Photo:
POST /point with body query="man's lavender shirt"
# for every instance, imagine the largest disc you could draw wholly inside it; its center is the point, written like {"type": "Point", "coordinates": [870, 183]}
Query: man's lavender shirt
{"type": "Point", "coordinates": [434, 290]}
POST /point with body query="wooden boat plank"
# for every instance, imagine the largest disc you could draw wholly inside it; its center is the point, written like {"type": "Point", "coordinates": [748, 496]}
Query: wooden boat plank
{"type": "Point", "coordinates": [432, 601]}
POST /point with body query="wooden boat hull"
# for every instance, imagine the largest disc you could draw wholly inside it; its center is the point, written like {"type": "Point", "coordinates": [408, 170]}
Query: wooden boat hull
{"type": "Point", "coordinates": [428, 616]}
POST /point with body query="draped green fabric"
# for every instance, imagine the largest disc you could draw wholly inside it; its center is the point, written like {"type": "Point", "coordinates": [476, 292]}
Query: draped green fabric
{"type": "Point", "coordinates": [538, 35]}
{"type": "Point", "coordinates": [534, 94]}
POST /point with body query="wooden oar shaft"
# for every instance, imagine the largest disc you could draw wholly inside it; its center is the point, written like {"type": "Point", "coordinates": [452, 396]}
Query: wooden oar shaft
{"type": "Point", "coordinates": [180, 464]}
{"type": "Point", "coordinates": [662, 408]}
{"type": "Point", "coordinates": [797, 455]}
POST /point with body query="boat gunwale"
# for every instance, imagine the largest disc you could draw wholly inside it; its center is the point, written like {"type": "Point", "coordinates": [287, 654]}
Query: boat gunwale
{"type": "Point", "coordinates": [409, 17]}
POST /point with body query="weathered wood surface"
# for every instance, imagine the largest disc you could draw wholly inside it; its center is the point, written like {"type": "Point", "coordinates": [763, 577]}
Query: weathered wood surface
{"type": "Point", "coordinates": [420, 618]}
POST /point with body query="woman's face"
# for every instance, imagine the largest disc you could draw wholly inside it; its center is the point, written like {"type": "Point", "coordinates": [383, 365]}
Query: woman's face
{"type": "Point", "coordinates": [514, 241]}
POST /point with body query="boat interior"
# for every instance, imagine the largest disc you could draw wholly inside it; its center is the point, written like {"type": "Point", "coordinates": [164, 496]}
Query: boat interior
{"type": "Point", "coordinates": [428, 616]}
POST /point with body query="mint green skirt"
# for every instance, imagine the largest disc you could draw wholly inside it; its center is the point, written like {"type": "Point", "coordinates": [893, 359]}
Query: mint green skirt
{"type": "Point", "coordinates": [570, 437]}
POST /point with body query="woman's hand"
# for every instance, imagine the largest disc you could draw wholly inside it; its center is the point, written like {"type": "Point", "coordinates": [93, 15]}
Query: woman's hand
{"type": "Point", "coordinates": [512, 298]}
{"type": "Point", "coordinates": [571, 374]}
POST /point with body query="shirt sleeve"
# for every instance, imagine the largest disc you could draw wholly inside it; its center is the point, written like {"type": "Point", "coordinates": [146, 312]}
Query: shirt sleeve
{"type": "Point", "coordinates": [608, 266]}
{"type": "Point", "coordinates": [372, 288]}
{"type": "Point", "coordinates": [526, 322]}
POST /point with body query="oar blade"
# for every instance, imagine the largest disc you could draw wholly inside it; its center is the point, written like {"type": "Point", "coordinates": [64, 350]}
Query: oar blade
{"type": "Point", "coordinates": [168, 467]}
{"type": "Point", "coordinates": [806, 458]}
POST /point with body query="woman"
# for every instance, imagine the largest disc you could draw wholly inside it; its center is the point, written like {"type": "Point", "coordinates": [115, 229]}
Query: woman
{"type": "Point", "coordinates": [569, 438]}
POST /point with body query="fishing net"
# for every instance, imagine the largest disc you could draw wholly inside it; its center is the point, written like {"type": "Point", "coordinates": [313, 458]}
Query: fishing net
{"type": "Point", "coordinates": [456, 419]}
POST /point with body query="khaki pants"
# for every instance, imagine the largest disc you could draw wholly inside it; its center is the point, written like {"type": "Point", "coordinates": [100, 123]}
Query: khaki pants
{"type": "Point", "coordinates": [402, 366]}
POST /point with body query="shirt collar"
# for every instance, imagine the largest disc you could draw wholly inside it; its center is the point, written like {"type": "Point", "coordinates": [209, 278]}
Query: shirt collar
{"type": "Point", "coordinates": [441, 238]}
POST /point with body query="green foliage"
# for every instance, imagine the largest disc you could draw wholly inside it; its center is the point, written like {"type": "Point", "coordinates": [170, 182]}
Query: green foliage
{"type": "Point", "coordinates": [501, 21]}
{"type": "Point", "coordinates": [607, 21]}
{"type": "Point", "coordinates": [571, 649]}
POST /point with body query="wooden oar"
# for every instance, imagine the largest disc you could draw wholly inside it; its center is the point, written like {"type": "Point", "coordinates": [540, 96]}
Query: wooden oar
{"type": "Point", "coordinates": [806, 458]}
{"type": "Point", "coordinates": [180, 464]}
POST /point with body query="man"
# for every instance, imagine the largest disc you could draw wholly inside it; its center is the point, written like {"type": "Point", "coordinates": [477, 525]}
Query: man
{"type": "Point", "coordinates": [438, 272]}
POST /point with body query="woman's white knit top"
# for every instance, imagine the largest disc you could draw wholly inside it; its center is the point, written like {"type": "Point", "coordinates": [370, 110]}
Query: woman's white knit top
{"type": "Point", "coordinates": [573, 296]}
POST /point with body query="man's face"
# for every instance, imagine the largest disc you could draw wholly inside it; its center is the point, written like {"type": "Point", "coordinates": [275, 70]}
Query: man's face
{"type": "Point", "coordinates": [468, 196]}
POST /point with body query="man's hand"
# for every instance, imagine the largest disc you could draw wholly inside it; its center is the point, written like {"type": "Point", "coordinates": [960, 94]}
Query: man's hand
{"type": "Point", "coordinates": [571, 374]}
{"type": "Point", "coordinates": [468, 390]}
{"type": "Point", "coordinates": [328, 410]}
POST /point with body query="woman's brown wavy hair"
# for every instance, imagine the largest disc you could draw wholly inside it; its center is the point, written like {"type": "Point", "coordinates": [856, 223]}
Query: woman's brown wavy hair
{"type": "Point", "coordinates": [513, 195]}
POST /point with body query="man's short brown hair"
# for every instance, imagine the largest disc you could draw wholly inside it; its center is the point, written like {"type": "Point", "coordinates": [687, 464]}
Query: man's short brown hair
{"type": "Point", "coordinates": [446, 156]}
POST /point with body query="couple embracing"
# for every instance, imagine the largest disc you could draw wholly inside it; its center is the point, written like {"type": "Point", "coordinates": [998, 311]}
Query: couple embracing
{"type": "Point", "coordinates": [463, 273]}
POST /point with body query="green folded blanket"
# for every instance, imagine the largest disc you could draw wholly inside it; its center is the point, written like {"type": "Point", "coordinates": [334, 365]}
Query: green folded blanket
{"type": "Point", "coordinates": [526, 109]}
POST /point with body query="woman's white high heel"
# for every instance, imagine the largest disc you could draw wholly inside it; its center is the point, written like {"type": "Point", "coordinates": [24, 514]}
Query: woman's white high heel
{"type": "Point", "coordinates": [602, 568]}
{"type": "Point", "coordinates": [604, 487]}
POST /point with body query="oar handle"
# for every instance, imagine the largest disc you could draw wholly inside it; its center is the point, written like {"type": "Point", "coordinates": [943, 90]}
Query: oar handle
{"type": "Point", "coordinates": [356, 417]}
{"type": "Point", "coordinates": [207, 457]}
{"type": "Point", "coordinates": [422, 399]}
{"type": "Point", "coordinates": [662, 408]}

What to do
Show the data once more, exactly as it was written.

Solution to the exercise
Photo:
POST /point with body query="man's lavender shirt"
# for every instance, imagine the largest disc you could draw wholly inside it; its center is the point, written like {"type": "Point", "coordinates": [870, 183]}
Query: man's lavender shirt
{"type": "Point", "coordinates": [434, 290]}
POST /point with body query="wooden boat plank"
# for every instance, imagine the largest disc you could draw wholly inside it; its center is the point, written like {"type": "Point", "coordinates": [748, 496]}
Query: wooden boat plank
{"type": "Point", "coordinates": [432, 601]}
POST /point with body query="wooden boat hull"
# for every instance, imagine the largest disc you could draw wholly inside it; its center is the point, written like {"type": "Point", "coordinates": [408, 170]}
Query: wooden boat hull
{"type": "Point", "coordinates": [428, 616]}
POST /point with body query="draped green fabric"
# for every instance, imagine the largest disc you could draw wholly inside it; its center is the point, written like {"type": "Point", "coordinates": [476, 292]}
Query: draped green fabric
{"type": "Point", "coordinates": [538, 35]}
{"type": "Point", "coordinates": [534, 94]}
POST /point with body query="wooden oar shaft"
# for every instance, imagine the largest disc you could draw wholly inside it; its center is the point, written like {"type": "Point", "coordinates": [452, 396]}
Query: wooden oar shaft
{"type": "Point", "coordinates": [180, 464]}
{"type": "Point", "coordinates": [662, 408]}
{"type": "Point", "coordinates": [797, 455]}
POST /point with body query="boat gunwale"
# for every instance, imagine the largest disc you could draw wholly inside it; its center is the point, written like {"type": "Point", "coordinates": [287, 654]}
Query: boat gunwale
{"type": "Point", "coordinates": [409, 17]}
POST /point with body query="weathered wood surface"
# for every instance, imagine the largest disc you could draw wholly inside it; its center is the point, written like {"type": "Point", "coordinates": [763, 577]}
Query: weathered wood surface
{"type": "Point", "coordinates": [420, 618]}
POST /point with body query="woman's face"
# for every instance, imagine the largest disc you could draw wholly inside it; its center is the point, written like {"type": "Point", "coordinates": [383, 365]}
Query: woman's face
{"type": "Point", "coordinates": [514, 241]}
POST /point with body query="boat interior"
# for every instance, imagine the largest disc you could draw wholly inside it; its center is the point, written like {"type": "Point", "coordinates": [164, 496]}
Query: boat interior
{"type": "Point", "coordinates": [428, 616]}
POST /point with body query="mint green skirt"
# for every instance, imagine the largest disc you could draw wholly inside it; its center is the point, written like {"type": "Point", "coordinates": [893, 359]}
Query: mint green skirt
{"type": "Point", "coordinates": [570, 437]}
POST /point with body query="woman's hand"
# for every instance, imagine the largest disc you could draw wholly inside it; its center is the point, written like {"type": "Point", "coordinates": [93, 15]}
Query: woman's hand
{"type": "Point", "coordinates": [512, 298]}
{"type": "Point", "coordinates": [571, 374]}
POST /point with body query="shirt sleeve"
# for every instance, imagine the largest disc you could draw wholly inside it; its center is the point, written like {"type": "Point", "coordinates": [146, 312]}
Query: shirt sleeve
{"type": "Point", "coordinates": [608, 266]}
{"type": "Point", "coordinates": [372, 288]}
{"type": "Point", "coordinates": [526, 322]}
POST /point with body query="oar blade"
# for every instance, imagine the largest disc you could draw wholly inside it; its center is the point, written like {"type": "Point", "coordinates": [64, 350]}
Query: oar blade
{"type": "Point", "coordinates": [168, 467]}
{"type": "Point", "coordinates": [806, 458]}
POST /point with body query="woman"
# for every instance, imagine the largest disc you could draw wholly inside it; its center is the point, written like {"type": "Point", "coordinates": [115, 229]}
Query: woman
{"type": "Point", "coordinates": [569, 438]}
POST /point with body query="fishing net"
# for every instance, imagine the largest disc you could draw wholly inside it; its center is the point, written like {"type": "Point", "coordinates": [313, 458]}
Query: fishing net
{"type": "Point", "coordinates": [456, 419]}
POST /point with body query="khaki pants"
# for every instance, imagine the largest disc you could draw wholly inside it; its center is the point, written like {"type": "Point", "coordinates": [100, 123]}
Query: khaki pants
{"type": "Point", "coordinates": [402, 366]}
POST /point with body query="shirt collar"
# for every instance, imagine the largest disc you could draw wholly inside it; its center is the point, written like {"type": "Point", "coordinates": [209, 278]}
Query: shirt collar
{"type": "Point", "coordinates": [441, 238]}
POST /point with body query="green foliage"
# for every instance, imagine the largest disc you could draw wholly inside it; its center is the point, written like {"type": "Point", "coordinates": [170, 182]}
Query: green foliage
{"type": "Point", "coordinates": [501, 21]}
{"type": "Point", "coordinates": [607, 21]}
{"type": "Point", "coordinates": [571, 649]}
POST /point with body query="wooden oar"
# for every instance, imagine the largest disc you could draw wholly inside it; its center is the point, written like {"type": "Point", "coordinates": [540, 96]}
Query: wooden oar
{"type": "Point", "coordinates": [806, 458]}
{"type": "Point", "coordinates": [180, 464]}
POST /point with body query="man"
# for every instance, imagine the largest disc you could draw wholly inside it; its center is the point, written like {"type": "Point", "coordinates": [477, 525]}
Query: man
{"type": "Point", "coordinates": [438, 272]}
POST /point with body query="woman's white knit top"
# for every instance, imagine the largest disc you could draw wholly inside it; its center is the point, written like {"type": "Point", "coordinates": [370, 110]}
Query: woman's white knit top
{"type": "Point", "coordinates": [573, 296]}
POST /point with body query="man's face"
# for every instance, imagine the largest disc you could draw wholly inside it; its center is the point, written like {"type": "Point", "coordinates": [275, 70]}
Query: man's face
{"type": "Point", "coordinates": [468, 196]}
POST /point with body query="man's hand"
# for every instance, imagine the largest disc you could draw wholly inside it; its center is the point, written like {"type": "Point", "coordinates": [960, 94]}
Query: man's hand
{"type": "Point", "coordinates": [571, 374]}
{"type": "Point", "coordinates": [468, 390]}
{"type": "Point", "coordinates": [328, 410]}
POST /point with body query="woman's brown wavy hair"
# for every instance, imagine the largest disc you could draw wholly inside it; its center is the point, written like {"type": "Point", "coordinates": [856, 223]}
Query: woman's brown wavy hair
{"type": "Point", "coordinates": [513, 195]}
POST /point with body query="man's short brown hair"
# for every instance, imagine the largest disc you could draw wholly inside it; its center is the point, written like {"type": "Point", "coordinates": [687, 464]}
Query: man's short brown hair
{"type": "Point", "coordinates": [446, 156]}
POST /point with body query="couple embracing"
# for every instance, imagine the largest disc you could draw wholly inside it; its center is the point, written like {"type": "Point", "coordinates": [998, 311]}
Query: couple embracing
{"type": "Point", "coordinates": [463, 273]}
POST /point with body query="green folded blanket"
# for every instance, imagine the largest disc you could draw wholly inside it; its center is the point, written like {"type": "Point", "coordinates": [334, 365]}
Query: green folded blanket
{"type": "Point", "coordinates": [526, 109]}
POST /point with body query="woman's white high heel"
# for every instance, imagine the largest disc you could draw wholly inside it; its center is the point, written like {"type": "Point", "coordinates": [24, 514]}
Query: woman's white high heel
{"type": "Point", "coordinates": [602, 568]}
{"type": "Point", "coordinates": [604, 487]}
POST /point with body query="oar handle"
# for every instance, imagine the largest disc you could draw wholly inside it; its center is the point, written like {"type": "Point", "coordinates": [943, 90]}
Query: oar handle
{"type": "Point", "coordinates": [356, 417]}
{"type": "Point", "coordinates": [207, 457]}
{"type": "Point", "coordinates": [422, 399]}
{"type": "Point", "coordinates": [662, 408]}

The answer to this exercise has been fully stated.